→ **DATA LISTING**

- - - - - - -

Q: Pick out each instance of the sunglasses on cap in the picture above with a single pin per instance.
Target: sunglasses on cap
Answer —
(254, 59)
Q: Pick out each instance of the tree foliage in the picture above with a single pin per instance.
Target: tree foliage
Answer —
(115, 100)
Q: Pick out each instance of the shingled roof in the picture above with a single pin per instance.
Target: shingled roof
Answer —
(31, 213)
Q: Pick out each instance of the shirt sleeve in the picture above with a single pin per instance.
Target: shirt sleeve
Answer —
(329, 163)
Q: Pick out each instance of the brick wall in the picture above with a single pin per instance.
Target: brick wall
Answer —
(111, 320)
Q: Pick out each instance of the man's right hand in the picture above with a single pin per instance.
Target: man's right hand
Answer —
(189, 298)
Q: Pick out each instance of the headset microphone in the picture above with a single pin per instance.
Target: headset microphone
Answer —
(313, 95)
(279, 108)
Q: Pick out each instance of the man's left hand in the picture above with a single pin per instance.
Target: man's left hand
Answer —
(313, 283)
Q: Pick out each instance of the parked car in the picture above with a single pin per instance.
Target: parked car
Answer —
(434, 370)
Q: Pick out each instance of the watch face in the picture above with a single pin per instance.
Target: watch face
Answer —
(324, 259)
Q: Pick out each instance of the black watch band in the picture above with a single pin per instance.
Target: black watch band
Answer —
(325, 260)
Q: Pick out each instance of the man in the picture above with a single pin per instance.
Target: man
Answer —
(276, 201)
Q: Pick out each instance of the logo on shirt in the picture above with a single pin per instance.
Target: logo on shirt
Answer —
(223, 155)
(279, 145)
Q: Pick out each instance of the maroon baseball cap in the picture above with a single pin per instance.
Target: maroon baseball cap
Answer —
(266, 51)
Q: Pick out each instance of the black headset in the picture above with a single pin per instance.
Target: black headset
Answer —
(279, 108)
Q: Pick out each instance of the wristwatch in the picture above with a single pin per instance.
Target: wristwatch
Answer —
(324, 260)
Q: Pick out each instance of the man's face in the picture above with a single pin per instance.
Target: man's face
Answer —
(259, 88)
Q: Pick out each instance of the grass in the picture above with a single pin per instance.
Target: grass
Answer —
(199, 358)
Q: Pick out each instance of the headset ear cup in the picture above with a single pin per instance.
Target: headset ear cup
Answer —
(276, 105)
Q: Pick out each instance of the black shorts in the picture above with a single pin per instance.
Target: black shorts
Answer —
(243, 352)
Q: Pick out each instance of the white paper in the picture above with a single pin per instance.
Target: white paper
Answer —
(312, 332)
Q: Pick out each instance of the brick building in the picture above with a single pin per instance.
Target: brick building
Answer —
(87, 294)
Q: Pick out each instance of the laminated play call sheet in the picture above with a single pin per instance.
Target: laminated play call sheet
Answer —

- - - - - - -

→ **WORK INSTRUCTIONS**
Reproduce every record, matching each line exactly.

→ **THE REPLY**
Q: Pick out each instance of the sunglasses on cap in the picture above with a single pin per instance.
Target: sunglasses on cap
Answer —
(254, 59)
Q: Pick out each instance of the tree foliage in the picture above with a single pin per instance.
Target: tree foliage
Answer —
(115, 100)
Q: Pick out each instance of the shingled roof in the picture above with a single pin per instance.
Target: shingled roof
Answer —
(31, 213)
Q: Pick out each instance of the shirt sleeve in the picture above with a single pin per instance.
Target: shirt sleeve
Answer —
(329, 163)
Q: Pick out each instance of the brick wall in the picture above with a single pin per instance.
Target: brick wall
Answer —
(111, 320)
Q: Pick out each instance of the man's right hand in the picture above with a single pin per instance.
Target: man's right hand
Answer —
(189, 298)
Q: Pick out each instance of the headset microphone in the picture above with a single pin per instance.
Target: headset microphone
Answer —
(313, 95)
(279, 108)
Q: Pick out each instance of the man's left hand in the picture above with a single pin per instance.
Target: man's left hand
Answer —
(313, 283)
Q: Pick out each instance of the parked car in the picture above with a single pin per instance.
Target: parked car
Answer —
(434, 370)
Q: Pick out each instance of the watch face in the picture above with a single pin per instance.
Target: watch face
Answer —
(324, 259)
Q: Pick out each instance of the black watch band in the picture above with a single pin per instance.
Target: black watch band
Answer —
(325, 260)
Q: Pick out each instance of the man in the picture above with a single pin per instance.
Target: man
Answer —
(276, 201)
Q: Pick out each instance of the logo on shirt in the picture above with a single pin per instance.
Target: logo on shirt
Answer —
(223, 155)
(279, 145)
Q: Pick out each instance of the maroon baseball cap in the picture above with a single pin per instance.
Target: maroon baseball cap
Answer —
(266, 51)
Q: Pick out each instance of the black headset in the picture above with a single pin per instance.
Target: black headset
Answer —
(279, 108)
Q: Pick out each instance of the wristwatch in the picture above with a single pin per instance.
Target: wristwatch
Answer —
(324, 260)
Q: Pick out each instance of the man's face in the picture above with a single pin per instance.
Target: man's face
Answer —
(259, 88)
Q: Pick out each instance of the grass in the picture above with a single pin per instance.
Target: grass
Answer —
(199, 358)
Q: Pick out each instance of the headset ear cup in the picture above with a single pin per instance.
Target: headset ear cup
Answer —
(276, 105)
Q: Pick out each instance of the black shorts in the picture above with a single pin per instance.
Target: black shorts
Answer —
(243, 352)
Q: Pick out each instance of the white paper in the picture above with a single pin per instance.
Target: white paper
Answer —
(312, 332)
Q: Pick out each instance of the brick building in the picture above with a single pin per instance.
Target: brick building
Answer —
(87, 294)
Q: Pick out each instance of the laminated play call sheet in the picture above with a single pin per instance.
Target: laminated play call sheet
Answer —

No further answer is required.